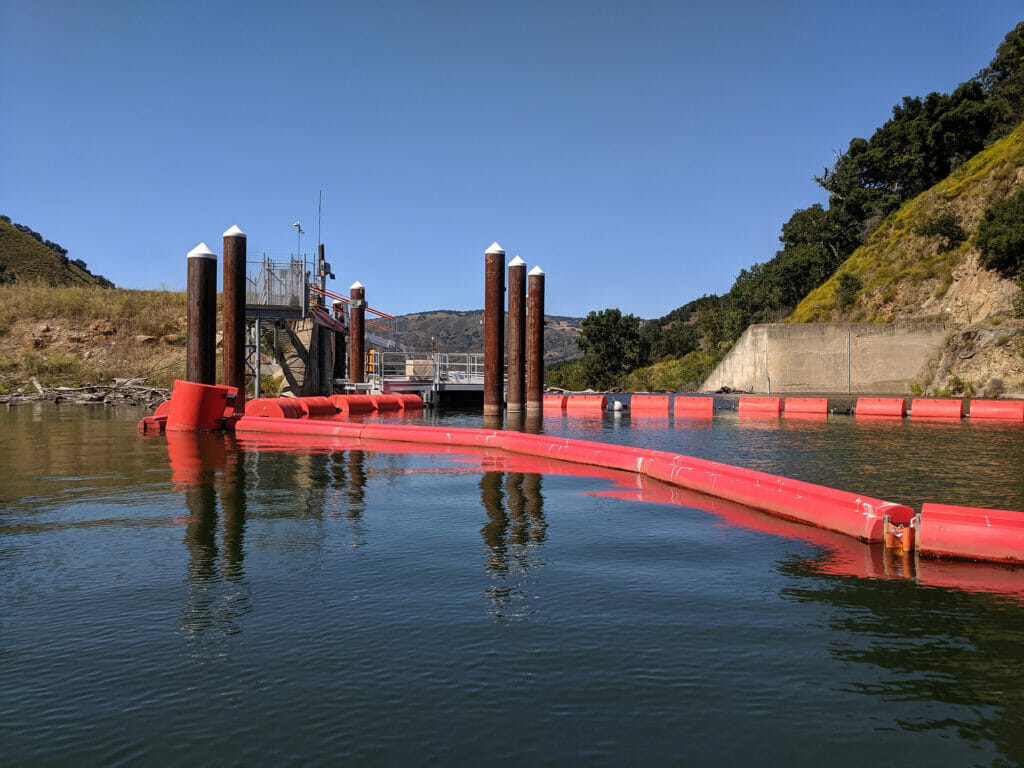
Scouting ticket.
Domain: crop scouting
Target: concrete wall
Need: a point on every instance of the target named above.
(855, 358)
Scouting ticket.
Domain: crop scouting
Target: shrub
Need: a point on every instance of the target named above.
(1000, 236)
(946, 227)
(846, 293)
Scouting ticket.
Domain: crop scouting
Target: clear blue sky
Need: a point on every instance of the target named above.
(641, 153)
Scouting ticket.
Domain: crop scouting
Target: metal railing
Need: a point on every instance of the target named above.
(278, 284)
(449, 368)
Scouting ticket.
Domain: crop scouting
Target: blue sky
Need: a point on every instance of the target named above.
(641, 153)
...
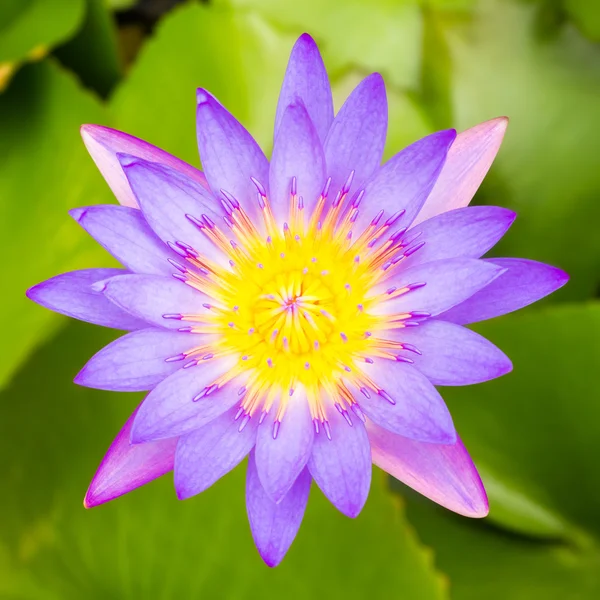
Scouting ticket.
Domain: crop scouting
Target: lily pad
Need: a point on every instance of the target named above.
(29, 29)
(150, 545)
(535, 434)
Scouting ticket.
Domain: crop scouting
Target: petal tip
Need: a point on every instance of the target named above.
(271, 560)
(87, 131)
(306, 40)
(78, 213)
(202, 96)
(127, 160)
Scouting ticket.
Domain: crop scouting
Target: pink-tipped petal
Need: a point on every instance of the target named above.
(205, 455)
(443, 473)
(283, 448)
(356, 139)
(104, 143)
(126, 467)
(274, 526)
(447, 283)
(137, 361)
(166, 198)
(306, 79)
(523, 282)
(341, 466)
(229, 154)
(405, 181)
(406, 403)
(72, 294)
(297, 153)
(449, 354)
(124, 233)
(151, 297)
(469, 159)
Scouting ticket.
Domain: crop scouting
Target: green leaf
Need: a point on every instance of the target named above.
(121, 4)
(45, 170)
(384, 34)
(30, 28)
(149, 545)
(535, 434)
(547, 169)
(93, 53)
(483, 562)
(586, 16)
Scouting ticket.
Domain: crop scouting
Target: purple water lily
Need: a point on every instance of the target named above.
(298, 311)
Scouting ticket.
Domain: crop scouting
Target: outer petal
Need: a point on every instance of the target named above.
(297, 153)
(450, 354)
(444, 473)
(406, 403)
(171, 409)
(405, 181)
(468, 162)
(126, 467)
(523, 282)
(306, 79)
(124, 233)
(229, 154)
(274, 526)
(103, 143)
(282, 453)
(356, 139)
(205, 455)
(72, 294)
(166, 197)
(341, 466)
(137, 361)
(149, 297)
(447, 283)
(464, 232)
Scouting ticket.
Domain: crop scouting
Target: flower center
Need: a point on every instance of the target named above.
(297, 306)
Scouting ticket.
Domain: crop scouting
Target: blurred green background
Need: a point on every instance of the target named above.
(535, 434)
--
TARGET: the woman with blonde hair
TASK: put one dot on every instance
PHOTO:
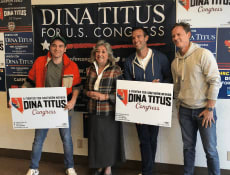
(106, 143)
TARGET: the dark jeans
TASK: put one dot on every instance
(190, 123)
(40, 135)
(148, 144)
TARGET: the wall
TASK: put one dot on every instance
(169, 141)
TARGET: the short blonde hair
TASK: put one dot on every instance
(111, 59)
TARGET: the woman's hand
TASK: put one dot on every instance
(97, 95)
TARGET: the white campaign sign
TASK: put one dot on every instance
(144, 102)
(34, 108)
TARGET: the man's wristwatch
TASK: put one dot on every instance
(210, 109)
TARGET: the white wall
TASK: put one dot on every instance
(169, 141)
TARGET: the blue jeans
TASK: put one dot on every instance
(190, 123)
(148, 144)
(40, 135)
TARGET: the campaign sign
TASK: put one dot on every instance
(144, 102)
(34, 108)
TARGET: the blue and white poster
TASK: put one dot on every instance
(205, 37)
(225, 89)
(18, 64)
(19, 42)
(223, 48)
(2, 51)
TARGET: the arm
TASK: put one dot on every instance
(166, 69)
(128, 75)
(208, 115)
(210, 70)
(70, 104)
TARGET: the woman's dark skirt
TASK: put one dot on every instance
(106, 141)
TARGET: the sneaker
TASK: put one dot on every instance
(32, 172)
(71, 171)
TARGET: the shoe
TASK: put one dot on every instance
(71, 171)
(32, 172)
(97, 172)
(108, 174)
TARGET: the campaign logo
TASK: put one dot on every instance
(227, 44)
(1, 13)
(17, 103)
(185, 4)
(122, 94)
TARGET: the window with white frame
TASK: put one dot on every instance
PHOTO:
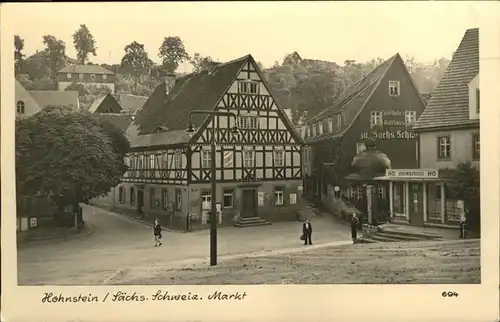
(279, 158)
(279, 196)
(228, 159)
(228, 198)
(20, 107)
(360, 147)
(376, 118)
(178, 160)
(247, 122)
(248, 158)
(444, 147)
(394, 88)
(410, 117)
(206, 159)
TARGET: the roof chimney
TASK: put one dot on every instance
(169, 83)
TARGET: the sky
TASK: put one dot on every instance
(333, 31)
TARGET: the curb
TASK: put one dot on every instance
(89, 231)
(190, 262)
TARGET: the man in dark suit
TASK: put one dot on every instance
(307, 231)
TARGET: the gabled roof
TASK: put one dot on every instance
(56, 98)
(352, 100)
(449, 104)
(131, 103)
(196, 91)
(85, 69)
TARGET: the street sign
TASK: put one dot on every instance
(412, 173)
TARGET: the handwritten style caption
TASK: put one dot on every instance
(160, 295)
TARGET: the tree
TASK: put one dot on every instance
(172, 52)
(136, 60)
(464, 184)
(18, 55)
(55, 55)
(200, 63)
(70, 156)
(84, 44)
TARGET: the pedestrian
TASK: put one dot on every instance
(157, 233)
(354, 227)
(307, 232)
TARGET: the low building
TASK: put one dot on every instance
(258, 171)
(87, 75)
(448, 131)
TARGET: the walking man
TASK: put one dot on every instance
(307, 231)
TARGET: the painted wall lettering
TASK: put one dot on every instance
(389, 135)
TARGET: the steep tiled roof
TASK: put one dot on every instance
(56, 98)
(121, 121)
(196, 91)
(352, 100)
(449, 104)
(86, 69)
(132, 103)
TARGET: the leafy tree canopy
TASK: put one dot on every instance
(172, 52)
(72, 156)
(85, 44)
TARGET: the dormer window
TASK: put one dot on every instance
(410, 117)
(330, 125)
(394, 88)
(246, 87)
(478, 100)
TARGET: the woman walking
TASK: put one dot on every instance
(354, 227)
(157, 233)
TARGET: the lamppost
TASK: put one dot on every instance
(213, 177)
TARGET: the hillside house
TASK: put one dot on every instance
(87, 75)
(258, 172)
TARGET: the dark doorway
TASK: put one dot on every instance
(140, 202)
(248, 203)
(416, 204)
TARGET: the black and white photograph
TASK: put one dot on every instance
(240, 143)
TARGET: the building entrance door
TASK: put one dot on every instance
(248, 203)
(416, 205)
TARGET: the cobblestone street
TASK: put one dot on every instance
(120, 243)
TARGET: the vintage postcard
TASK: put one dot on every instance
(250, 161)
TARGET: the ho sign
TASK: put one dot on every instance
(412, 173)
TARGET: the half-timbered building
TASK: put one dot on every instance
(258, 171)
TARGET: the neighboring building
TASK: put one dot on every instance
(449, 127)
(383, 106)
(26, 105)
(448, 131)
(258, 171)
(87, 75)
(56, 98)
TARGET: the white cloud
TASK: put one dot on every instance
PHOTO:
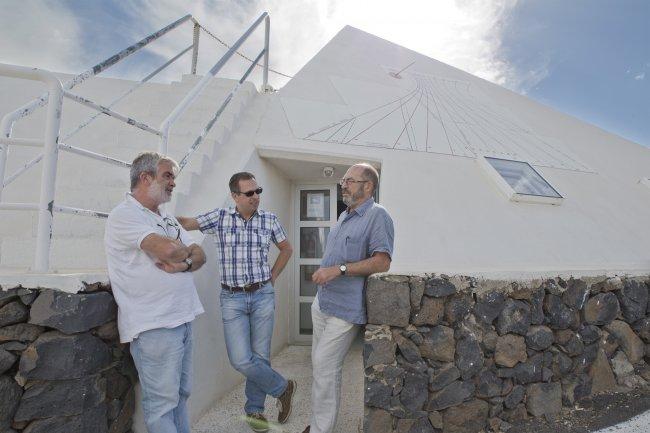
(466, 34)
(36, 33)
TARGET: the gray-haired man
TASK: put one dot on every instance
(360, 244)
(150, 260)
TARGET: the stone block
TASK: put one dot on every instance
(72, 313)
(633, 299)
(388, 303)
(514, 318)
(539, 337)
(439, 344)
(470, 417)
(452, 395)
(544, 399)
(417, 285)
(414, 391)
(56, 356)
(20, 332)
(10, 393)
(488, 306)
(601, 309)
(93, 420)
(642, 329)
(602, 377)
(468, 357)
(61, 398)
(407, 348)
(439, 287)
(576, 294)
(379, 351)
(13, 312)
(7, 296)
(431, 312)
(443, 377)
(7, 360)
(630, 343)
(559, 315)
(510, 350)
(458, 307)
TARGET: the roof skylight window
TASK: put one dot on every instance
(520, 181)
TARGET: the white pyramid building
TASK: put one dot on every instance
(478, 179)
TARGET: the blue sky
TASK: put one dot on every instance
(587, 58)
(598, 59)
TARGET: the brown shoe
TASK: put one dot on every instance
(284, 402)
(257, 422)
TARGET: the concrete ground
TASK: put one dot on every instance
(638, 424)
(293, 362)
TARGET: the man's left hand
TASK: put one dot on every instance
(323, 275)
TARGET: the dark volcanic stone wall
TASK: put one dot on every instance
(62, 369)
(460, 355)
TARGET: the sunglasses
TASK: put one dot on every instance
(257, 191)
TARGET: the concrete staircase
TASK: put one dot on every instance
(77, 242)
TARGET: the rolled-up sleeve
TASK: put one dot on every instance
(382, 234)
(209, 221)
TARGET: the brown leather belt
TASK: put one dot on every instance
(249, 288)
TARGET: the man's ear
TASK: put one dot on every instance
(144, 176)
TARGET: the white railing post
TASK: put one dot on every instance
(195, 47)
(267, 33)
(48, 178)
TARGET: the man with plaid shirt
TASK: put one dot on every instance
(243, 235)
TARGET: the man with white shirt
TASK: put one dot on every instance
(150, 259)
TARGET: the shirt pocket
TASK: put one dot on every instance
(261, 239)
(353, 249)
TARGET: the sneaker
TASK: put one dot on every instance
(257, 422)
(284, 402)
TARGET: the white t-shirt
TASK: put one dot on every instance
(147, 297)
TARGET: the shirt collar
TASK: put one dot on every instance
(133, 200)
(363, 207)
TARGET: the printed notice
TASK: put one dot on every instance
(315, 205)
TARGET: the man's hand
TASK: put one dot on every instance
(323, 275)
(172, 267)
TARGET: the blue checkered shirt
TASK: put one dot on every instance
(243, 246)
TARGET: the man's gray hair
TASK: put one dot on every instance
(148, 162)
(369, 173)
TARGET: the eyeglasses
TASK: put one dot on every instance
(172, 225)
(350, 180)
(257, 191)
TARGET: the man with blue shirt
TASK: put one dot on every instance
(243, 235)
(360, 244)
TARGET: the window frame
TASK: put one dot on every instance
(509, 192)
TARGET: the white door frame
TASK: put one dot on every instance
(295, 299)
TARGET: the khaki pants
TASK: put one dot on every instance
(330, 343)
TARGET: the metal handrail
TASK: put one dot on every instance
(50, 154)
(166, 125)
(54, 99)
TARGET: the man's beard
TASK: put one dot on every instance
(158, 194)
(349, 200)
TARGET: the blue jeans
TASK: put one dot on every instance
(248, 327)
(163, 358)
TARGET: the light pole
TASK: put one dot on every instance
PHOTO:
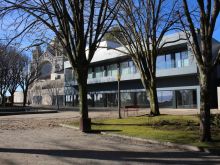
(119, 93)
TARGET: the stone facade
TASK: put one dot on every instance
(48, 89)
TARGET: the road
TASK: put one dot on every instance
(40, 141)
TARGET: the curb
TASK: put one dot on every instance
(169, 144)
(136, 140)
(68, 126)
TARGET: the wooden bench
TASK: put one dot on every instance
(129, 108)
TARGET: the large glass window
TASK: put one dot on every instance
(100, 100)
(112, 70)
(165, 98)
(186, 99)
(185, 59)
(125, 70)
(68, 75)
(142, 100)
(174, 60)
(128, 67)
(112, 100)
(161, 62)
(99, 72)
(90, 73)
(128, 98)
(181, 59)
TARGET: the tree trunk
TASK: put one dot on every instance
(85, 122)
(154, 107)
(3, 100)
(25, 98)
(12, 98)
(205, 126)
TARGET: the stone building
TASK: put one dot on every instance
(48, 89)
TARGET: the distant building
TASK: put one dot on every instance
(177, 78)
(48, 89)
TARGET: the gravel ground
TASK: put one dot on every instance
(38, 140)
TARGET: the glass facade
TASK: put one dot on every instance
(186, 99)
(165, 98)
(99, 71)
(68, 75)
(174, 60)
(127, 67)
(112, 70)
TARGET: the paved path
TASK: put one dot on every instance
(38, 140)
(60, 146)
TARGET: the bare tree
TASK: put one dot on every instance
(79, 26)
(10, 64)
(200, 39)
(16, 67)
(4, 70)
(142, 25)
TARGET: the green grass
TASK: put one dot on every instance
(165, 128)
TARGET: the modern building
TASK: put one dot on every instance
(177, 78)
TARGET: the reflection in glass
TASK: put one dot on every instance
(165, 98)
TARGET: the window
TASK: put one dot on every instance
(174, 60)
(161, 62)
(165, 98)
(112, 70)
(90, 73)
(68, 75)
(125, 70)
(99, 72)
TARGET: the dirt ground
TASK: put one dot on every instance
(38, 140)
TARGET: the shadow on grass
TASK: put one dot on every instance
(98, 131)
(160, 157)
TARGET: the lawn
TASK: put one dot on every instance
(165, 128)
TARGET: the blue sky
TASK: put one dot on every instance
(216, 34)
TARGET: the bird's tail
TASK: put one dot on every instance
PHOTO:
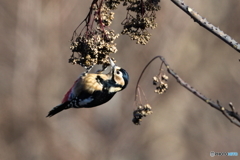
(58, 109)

◆ **About this task**:
When a line in the listing includes the word "street", report that line in full.

◆ **Expected answer**:
TARGET: the street sign
TARGET: the cobblestone street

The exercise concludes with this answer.